### [Given request 1]
In the records below, rewrite the stretch from the line containing "Pest-scouting request: point out the yellow" through the line containing "Pest-scouting request: point out the moss covered rock", both included, and give only those lines, requests and all. Multiply every coordinate in the answers by 1.4 and round to whole numbers, with halves rounded up.
--- Text section ---
In a `Delta ABC`, line `DE|\|BC`. DE divides the area of `Delta` in ratio `1:2`. Find `(AD)/(DB)`.

To solve the problem, we need to find the ratio \( \frac{AD}{DB} \) in triangle \( ABC \) where line \( DE \) is parallel to \( BC \) and divides the area of triangle \( ABC \) in the ratio \( 1:2 \). ### Step-by-step Solution: 1. **Understanding the Problem:** - We have triangle \( ABC \) and a line \( DE \) parallel to \( BC \). - The area of triangle \( ADE \) is \( \frac{1}{3} \) of the area of triangle \( ABC \) since the areas are in the ratio \( 1:2 \). 2. **Using the Properties of Similar Triangles:** - Since \( DE \parallel BC \), triangles \( ADE \) and \( ABC \) are similar by the AA (Angle-Angle) criterion. - Therefore, the ratios of corresponding sides are equal: \[ \frac{AD}{AB} = \frac{DE}{BC} = \frac{AE}{AC} \] 3. **Relating Areas to Side Ratios:** - The ratio of the areas of two similar triangles is equal to the square of the ratio of their corresponding sides: \[ \frac{\text{Area of } ADE}{\text{Area of } ABC} = \left(\frac{AD}{AB}\right)^2 \] - Given that the area ratio is \( \frac{1}{3} \): \[ \frac{1}{3} = \left(\frac{AD}{AB}\right)^2 \] 4. **Finding the Side Ratio:** - Taking the square root of both sides: \[ \frac{AD}{AB} = \sqrt{\frac{1}{3}} = \frac{1}{\sqrt{3}} \] 5. **Expressing \( AB \) in Terms of \( AD \):** - Let \( AD = k \). Then: \[ AB = \sqrt{3}k \] 6. **Finding \( DB \):** - \( DB \) can be expressed as: \[ DB = AB - AD = \sqrt{3}k - k = k(\sqrt{3} - 1) \] 7. **Finding the Ratio \( \frac{AD}{DB} \):** - Now substituting \( AD \) and \( DB \): \[ \frac{AD}{DB} = \frac{k}{k(\sqrt{3} - 1)} = \frac{1}{\sqrt{3} - 1} \] ### Final Answer: \[ \frac{AD}{DB} = \frac{1}{\sqrt{3} - 1} \]
--- Provided records ---
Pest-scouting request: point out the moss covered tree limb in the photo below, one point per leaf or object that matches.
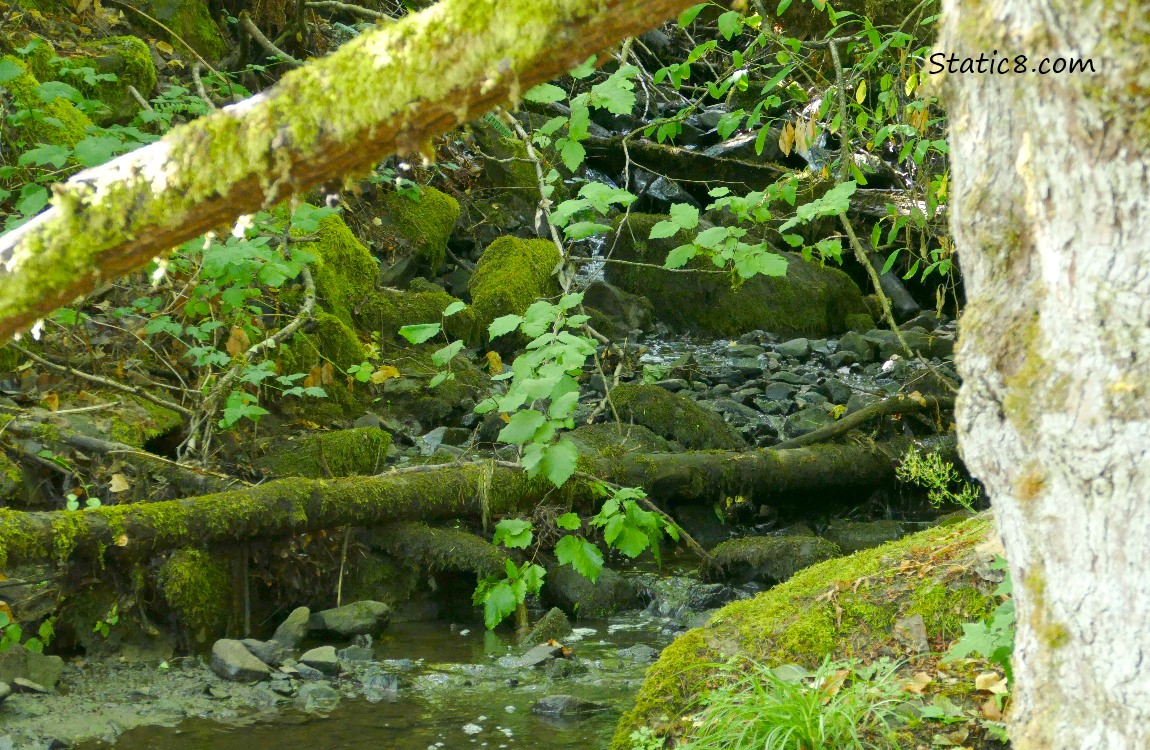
---
--- Provided records ---
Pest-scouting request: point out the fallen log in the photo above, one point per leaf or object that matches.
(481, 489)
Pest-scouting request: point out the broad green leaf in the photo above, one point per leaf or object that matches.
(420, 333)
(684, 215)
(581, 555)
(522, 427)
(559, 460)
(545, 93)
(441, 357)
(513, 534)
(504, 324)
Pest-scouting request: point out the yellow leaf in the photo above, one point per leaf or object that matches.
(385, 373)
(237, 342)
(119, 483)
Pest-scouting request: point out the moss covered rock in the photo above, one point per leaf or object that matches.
---
### [Given request 2]
Answer these questions about the triangle solution:
(a) In what ratio does line DE divide the area of the triangle?
(b) By which criterion are triangles ADE and ABC similar?
(c) What final value is given for AD/DB?

### [Worked answer 1]
Pest-scouting request: point out the yellow leaf in the photo above, one point per leaf or object that matches.
(539, 522)
(332, 479)
(167, 676)
Pest-scouting request: point out the moss covered rock in the photo above, one point per leaf or object that matches.

### [Worked answer 2]
(a) 1:2
(b) The AA (Angle-Angle) criterion
(c) 1/(√3 − 1)